* _YOUR GOAL_: Copy every one of the rows below word for word, leaving each line unchanged.

** BEGIN **

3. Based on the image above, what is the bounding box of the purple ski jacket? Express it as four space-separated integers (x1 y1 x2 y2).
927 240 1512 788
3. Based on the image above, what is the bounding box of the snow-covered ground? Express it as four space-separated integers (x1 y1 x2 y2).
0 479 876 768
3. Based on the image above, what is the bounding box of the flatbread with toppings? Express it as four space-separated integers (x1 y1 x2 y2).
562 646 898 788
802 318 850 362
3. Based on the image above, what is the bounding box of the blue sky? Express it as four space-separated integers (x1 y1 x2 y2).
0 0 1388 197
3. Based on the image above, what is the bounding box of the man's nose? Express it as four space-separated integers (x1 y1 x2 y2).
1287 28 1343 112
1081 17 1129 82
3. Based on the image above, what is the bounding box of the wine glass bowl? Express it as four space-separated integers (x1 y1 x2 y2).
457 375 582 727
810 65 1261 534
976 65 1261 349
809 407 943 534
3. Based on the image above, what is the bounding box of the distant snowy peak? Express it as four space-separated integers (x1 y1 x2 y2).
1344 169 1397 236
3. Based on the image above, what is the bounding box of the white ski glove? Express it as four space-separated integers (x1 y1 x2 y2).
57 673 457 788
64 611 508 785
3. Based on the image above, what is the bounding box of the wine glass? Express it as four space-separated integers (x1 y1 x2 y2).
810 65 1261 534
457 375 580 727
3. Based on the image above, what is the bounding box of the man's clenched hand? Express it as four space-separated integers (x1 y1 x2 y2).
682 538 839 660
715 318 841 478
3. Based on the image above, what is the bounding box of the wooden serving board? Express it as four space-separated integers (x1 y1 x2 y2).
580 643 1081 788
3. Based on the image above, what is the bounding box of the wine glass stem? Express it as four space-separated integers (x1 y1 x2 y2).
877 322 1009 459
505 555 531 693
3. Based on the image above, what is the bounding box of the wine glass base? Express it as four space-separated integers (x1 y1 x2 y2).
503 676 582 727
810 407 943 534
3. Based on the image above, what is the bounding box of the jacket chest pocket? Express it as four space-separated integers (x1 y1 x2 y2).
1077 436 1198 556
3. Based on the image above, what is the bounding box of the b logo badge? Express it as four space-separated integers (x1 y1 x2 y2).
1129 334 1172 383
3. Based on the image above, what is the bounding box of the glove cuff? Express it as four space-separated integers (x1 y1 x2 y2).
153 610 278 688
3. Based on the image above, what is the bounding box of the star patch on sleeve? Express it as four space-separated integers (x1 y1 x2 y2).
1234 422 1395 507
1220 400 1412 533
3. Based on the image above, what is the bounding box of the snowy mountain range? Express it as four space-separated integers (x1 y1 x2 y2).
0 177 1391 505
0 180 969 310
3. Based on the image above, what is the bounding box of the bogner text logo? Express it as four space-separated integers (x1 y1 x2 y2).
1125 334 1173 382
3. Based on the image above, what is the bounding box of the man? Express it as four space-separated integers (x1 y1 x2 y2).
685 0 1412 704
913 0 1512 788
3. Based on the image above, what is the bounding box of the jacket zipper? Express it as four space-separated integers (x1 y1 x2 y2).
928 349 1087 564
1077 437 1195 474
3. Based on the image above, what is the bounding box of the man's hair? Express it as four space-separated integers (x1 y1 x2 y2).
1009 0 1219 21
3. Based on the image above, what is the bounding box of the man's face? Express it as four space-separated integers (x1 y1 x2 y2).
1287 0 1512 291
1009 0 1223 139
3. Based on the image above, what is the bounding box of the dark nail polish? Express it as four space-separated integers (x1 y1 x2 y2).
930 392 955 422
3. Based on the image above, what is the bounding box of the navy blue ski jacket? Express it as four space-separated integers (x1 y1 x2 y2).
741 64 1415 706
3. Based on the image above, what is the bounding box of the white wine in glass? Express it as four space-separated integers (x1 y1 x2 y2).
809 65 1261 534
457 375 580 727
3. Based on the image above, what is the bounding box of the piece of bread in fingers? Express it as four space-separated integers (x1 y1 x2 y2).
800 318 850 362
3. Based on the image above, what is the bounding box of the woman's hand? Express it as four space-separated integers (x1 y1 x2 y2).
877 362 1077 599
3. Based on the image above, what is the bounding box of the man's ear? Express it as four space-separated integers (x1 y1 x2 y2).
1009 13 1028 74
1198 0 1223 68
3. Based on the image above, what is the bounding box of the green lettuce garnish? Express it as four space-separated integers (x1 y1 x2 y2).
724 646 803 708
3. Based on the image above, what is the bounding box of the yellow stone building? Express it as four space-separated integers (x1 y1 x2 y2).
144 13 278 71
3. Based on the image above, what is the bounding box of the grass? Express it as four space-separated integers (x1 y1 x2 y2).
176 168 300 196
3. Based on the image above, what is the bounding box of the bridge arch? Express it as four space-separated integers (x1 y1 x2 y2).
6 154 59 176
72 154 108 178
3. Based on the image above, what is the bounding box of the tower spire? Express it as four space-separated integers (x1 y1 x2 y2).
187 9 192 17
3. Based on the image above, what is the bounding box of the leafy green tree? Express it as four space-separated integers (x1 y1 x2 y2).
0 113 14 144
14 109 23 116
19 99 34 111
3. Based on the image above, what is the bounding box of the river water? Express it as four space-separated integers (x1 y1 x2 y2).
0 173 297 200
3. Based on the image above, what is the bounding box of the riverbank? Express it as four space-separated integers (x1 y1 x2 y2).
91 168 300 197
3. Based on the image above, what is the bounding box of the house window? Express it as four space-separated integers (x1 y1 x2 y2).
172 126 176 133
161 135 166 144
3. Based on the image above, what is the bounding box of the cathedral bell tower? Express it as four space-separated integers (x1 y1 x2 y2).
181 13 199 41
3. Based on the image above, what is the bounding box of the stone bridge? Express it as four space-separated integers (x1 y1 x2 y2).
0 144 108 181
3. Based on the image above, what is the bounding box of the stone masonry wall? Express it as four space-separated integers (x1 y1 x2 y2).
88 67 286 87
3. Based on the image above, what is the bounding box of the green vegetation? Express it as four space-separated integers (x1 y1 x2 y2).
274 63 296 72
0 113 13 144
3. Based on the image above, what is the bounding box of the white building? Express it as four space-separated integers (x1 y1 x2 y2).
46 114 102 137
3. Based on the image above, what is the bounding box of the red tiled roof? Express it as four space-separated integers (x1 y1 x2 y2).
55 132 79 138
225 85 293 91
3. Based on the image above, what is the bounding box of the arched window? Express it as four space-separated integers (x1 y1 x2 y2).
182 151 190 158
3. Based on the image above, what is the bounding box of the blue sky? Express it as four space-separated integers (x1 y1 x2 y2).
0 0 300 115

** END **

* _RIGHT ANSWER_:
3. Based on the image above, what is the bounding box of the purple ski jacket? Express it as four space-separated integers (x1 y1 x2 y2).
927 240 1512 788
3. Based on the image above, what is the bounding box of the snow-covered ground? Express it as four space-separated integers (x1 y1 x2 y2).
0 479 876 768
3. Based on the image above, what is the bounding box of the flatbread with toppings? Express it as four space-separated integers (x1 y1 x2 y2).
562 646 898 788
802 318 850 362
3. Based on the image above, what is the bounding box of the blue sky? Express it as four space-separated integers (x1 y1 x2 y2).
0 0 1388 197
3. Based on the image above, what is the bounding box of the man's nose? Express it as four space-separated integers (x1 y1 x2 y2).
1287 28 1343 112
1081 17 1129 82
3. Based on the image above, what is the bounding box of the wine glass bowl? Express it as four space-separated integers (x1 y1 x2 y2).
457 375 582 727
810 65 1261 534
976 65 1261 349
809 407 943 534
3. Based on the image above, what is the bounding box of the distant snowy peak? Express it as four space-separated integers (x1 y1 x2 y2).
1344 169 1397 236
3. Based on the image above, what is the bounding box of the white ski glove? Express it as four space-separated integers (x1 y1 x2 y2).
57 673 457 788
64 611 508 785
3. Based on the image above, what is the bounding box of the wine glass? Express it as four space-separated integers (x1 y1 x2 y2).
810 65 1261 534
457 375 580 727
3. Based on the image above, what is the bounding box of the man's clenched hand? Express it as four space-separated integers (x1 y1 x2 y2).
682 538 839 660
715 318 841 478
3. Based on the image above, what is the bounding box of the wooden serving board? Express it as four space-separated integers (x1 y1 x2 y2).
580 643 1081 788
3. Based on the image above, what is the bounding box of the wine glass stem? Express it as four space-separated integers (x1 y1 x2 y2).
877 322 1009 459
505 555 531 693
3. Based on the image above, what is the bounding box of the wine glass base? Express it as four space-separated integers (x1 y1 x2 y2).
503 676 582 727
810 407 943 534
3. Based on the image above, what is the bounding box of the jacket chest pocket? Express it as four space-separated integers (x1 y1 x2 y2).
1077 436 1198 556
3. Based on the image above, what is the bounding box of the b logo badge? Express it as four space-separated integers (x1 y1 x2 y2).
1129 334 1172 383
3. Based on the image above, what is the bounding box of the glove cuff? Express it as four space-separated integers (x1 y1 x2 y2).
153 610 278 688
3. Based on the image above, what is the bounding box of the star patch on sleeve? Express it as four space-separated integers (x1 y1 x2 y2).
1234 422 1395 507
1220 400 1412 533
3. Based on the image above, what is the bounding box of the snowy mountain range? Express it as four space-separated integers (x1 y1 x2 y2).
0 177 1391 505
0 180 969 310
3. Based on the image above, what is the bounding box of the bogner text logo? Express it as four space-separated integers (x1 y1 x2 y2).
1125 334 1173 382
3. Based on the image above, what is the bounding box of the man? Express it as four space-separated integers (x1 y1 x2 y2).
685 0 1412 704
913 0 1512 788
3. Based on the image above, what is the bounding box of the jacket zipper? Express it as four space-separated integers (x1 y1 x2 y2).
928 349 1087 564
1077 437 1195 474
3. Based on the image above, what is the bounding box of the man's hair? Express it as four space-separated integers (x1 y1 x2 y2).
1009 0 1219 21
3. Based on the image above, what is the bounding box of the man's face? Express it as four space-separated integers (x1 y1 x2 y2).
1287 0 1512 291
1009 0 1223 139
3. Based on the image above, what is the bounding box of the dark nail polish? Express it as four space-separated integers (x1 y1 x2 y2).
930 392 955 422
3. Based on the image above, what is the bounding box of the navy blue ski jacket? Express it as four space-separated integers (x1 y1 x2 y2).
741 64 1415 706
3. Based on the image above, what is the bounding box of the white wine in glass? Express it as four space-separated integers (x1 y1 x2 y2).
809 65 1261 534
457 375 580 727
3. Based on the image above, what is the bounding box of the piece of bread in fingers? Express it as four space-separated integers (x1 y1 x2 y2).
800 318 850 362
3. Based on the image above, what is the bounding box of the woman's hand? Express it as four space-separated integers (x1 y1 x2 y2).
877 362 1077 599
3. Based on the image above, what is the bounding box of the man's ear? Express it as four space-separated integers (x1 y1 x2 y2).
1009 13 1028 74
1198 0 1223 68
3. Based on the image above, what is the bounding box of the green lettuce garnish? Express it as four space-separated integers (x1 y1 x2 y2).
724 646 803 708
3. Based on the image above, what is the bounding box of the yellow stone building? Express it as four space-separated integers (x1 y1 x2 y2).
144 13 278 71
3. Based on the image above, what is the bounding box of the grass? Express it as four space-separated integers (x1 y1 x2 y2).
176 168 300 196
3. Based on the image above, what is the bounding box of the bridge arch? Express it as four space-separated integers (x1 y1 x2 y2).
6 154 59 176
72 154 108 178
3. Based on the image above, what is the bounding box of the tower spire? Express it as four space-separated integers (x1 y1 x2 y2).
187 9 192 17
3. Based on the image above, what is the bounding box of the leafy green tree? Express it as four space-separated integers (x1 y1 x2 y2).
0 113 14 144
14 109 23 116
19 99 34 111
3. Based on the image above, what is the bounding box of the river water? Express it as four space-separated integers (x1 y1 x2 y2).
0 173 297 200
3. Based on the image above, what is the bounding box of the riverbank? Express it as four space-separated integers (x1 y1 x2 y2).
91 168 300 197
3. Based on the image above, what is the bounding box of the house window? Express it as four space-separated integers (x1 y1 x2 y2).
172 126 176 133
161 135 166 144
3. Based on the image above, what is the bounding box of the cathedral bell tower? Express it as four space-separated integers (x1 y1 x2 y2).
181 13 199 41
3. Based on the image above, what is the bounding box of the stone bridge? Express it as four space-separated integers (x1 y1 x2 y2).
0 144 108 181
3. Based on the image above, what is the bounding box of the stone masonry wall? Express it as four space-separated integers (x1 y1 x2 y2).
88 67 286 87
3. Based on the image above, what is the bounding box of the green vegetation? Express it as four space-separated integers (x1 y1 x2 y2).
274 63 296 72
0 113 13 144
3. Based on the image above, what is the bounding box of the white building? Express it as four space-separated integers (x1 y1 x2 y2).
46 114 102 137
3. Based on the image above, what is the bounding box of the red tiled roof? Express it as four space-separated integers (x1 y1 x2 y2).
55 132 79 138
225 85 293 91
3. Based on the image above, what is the bounding box of the arched window? Express it as four space-separated integers (x1 y1 x2 y2).
182 151 190 158
3. Based on the image above, what is the bounding box of the blue sky? Express it as four space-separated integers (x1 y1 x2 y2).
0 0 300 115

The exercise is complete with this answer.